WORK ORDER
Scan the records for the line containing "--detect man's eye". From there through the last line, write out each line exactly.

SOURCE MATERIAL

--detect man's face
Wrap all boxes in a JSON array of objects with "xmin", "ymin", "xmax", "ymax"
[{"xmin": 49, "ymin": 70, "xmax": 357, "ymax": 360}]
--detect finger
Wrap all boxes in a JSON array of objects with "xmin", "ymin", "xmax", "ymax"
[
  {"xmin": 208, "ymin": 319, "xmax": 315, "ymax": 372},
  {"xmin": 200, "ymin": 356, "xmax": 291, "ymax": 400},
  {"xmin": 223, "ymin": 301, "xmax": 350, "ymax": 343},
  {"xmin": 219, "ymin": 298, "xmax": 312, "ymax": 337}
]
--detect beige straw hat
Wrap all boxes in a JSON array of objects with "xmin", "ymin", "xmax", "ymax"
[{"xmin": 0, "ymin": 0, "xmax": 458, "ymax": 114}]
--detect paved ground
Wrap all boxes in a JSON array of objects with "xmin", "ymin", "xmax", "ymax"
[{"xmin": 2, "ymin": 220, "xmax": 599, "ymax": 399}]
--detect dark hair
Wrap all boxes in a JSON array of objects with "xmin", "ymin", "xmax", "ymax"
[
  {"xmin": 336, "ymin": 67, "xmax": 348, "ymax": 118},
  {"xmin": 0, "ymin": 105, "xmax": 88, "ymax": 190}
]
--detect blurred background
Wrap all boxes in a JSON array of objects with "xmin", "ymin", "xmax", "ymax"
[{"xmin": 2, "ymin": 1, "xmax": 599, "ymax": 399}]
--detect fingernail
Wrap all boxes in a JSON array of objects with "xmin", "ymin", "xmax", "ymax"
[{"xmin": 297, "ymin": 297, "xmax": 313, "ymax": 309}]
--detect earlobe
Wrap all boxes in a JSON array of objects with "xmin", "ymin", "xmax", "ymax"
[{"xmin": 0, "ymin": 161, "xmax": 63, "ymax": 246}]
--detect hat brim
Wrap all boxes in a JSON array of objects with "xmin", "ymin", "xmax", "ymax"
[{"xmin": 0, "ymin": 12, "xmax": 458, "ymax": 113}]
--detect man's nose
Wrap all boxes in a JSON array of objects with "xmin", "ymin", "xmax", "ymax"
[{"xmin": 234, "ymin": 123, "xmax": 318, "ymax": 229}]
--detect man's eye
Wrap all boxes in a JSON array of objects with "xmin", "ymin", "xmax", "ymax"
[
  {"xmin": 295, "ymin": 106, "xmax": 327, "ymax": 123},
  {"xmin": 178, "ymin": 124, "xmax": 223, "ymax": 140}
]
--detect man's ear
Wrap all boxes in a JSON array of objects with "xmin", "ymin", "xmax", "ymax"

EXERCISE OUTPUT
--detect man's eye
Wrap all boxes in a JSON array of objects with "xmin", "ymin", "xmax", "ymax"
[
  {"xmin": 295, "ymin": 106, "xmax": 327, "ymax": 123},
  {"xmin": 178, "ymin": 124, "xmax": 223, "ymax": 140}
]
--detect man's ear
Wrap all boxes in a JSON array of objects with "xmin", "ymin", "xmax", "ymax"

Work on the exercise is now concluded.